§ Text passage:
------------------------------------------------

This article was originally published in Breaking the Chains
While the COVID-19 crisis continues to escalate across the United States, more and more workers are being backed into life or death situations. The crisis is not simply a result of the virus itself but the lack of material governmental response. Many workers, impacted by cuts in hours, job losses or mass school closings are now struck by deep financial precarity, unsure of where next month’s rent money will come from. The lowest paid and most oppressed workers have been hit the hardest.
For working-class women, the Coronavirus crisis has only exacerbated the already-existing fault lines of gender, race and class. Women workers face some of the greatest risks while also being on the frontlines of the crisis. The industries deeply affected by the virus like the service sector, domestic work, and childcare are disproportionately staffed by women. Seventy percent of restaurant servers, 92 percent of childcare workers and 93 percent of domestic workers are women.
The need for serious relief is compounded by the fact that the millions of workers across industries hit hard by the crisis already lived precariously. These are the same industries in which many live paycheck to paycheck due to disproportionately low wages, and often lack mandated paid sick leave, time off or health insurance. Thus, working-class women have been left dramatically and disproportionately unprepared for the ensuing economic crisis.

------------------------------------------------

§ Data:
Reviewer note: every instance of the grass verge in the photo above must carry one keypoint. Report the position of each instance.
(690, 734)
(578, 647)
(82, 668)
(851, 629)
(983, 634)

------------------------------------------------

§ Check your understanding:
1 - List the three industries that the COVID-19 article names as deeply affected by the virus.
2 - In the COVID-19 article, rewrite the passage from "For working-class women, the" up to and including "workers are women.", substituting "front lines" for "frontlines".
3 - Continue the COVID-19 article from where it ends.

§ Responses by task:
1 -
- the service sector
- domestic work
- childcare

2 -
For working-class women, the Coronavirus crisis has only exacerbated the already-existing fault lines of gender, race and class. Women workers face some of the greatest risks while also being on the front lines of the crisis. The industries deeply affected by the virus like the service sector, domestic work, and childcare are disproportionately staffed by women. Seventy percent of restaurant servers, 92 percent of childcare workers and 93 percent of domestic workers are women.

3 -
For parents, and particularly single parents, the struggle to find daycare amidst mass school and daycare closings has similarly prompted a worker scramble. Low-income workers still managing to get hours, and unable to simply take time off or leave their jobs entirely, often have no choice but to leave their children with elderly grandparents who are at a higher risk of complications if they contract the virus. Faced with the decision over whether to keep a roof over their heads or face the potentiality of contracting COVID-19, many workers have had no choice but to take the risk. Healthcare workers are also having to make heartbreaking decisions in order to care for their own families and keep them out of harm’s way by isolating themselves from families.
For those without housing at all, the struggle between human need and profit is undeniably clear. Women are amongst the fastest growing sector of homeless people in the United States and 67 percent of homeless families are headed by single mothers. While the number of empty homes across the nation outnumbers those experiencing homelessness 6 to 1, the homes remain vacant, despite the threat of the coronavirus. Some amongst the homeless population have begun to seize and occupy idle homes in various cities, citing the governmental failure to provide shelter necessary to both protect this extremely vulnerable population and prevent the further spread of the virus. Despite the dangers of the virus spreading faster among homeless people and the deep brutality of leaving people on the streets during the pandemic, the right of the landlords of the properties to profit still remains protected.
The COVID-19 pandemic has shone a bright light on the lack of infrastructure in place in the United States to protect workers and the oppressed, even in emergency situations. U.S. healthcare workers, of whom 78 percent are women, are battling the virus on the frontlines and have assumed the greatest exposure risk to the disease. Yet, hospitals around the nation are terribly unprepared to either keep healthcare workers protected or to really serve the needs of the sick during the crisis. The woeful inadequacy of the U.S. government, that of the wealthiest and most powerful country in the world, has left the workers very vulnerable in the face of the virus.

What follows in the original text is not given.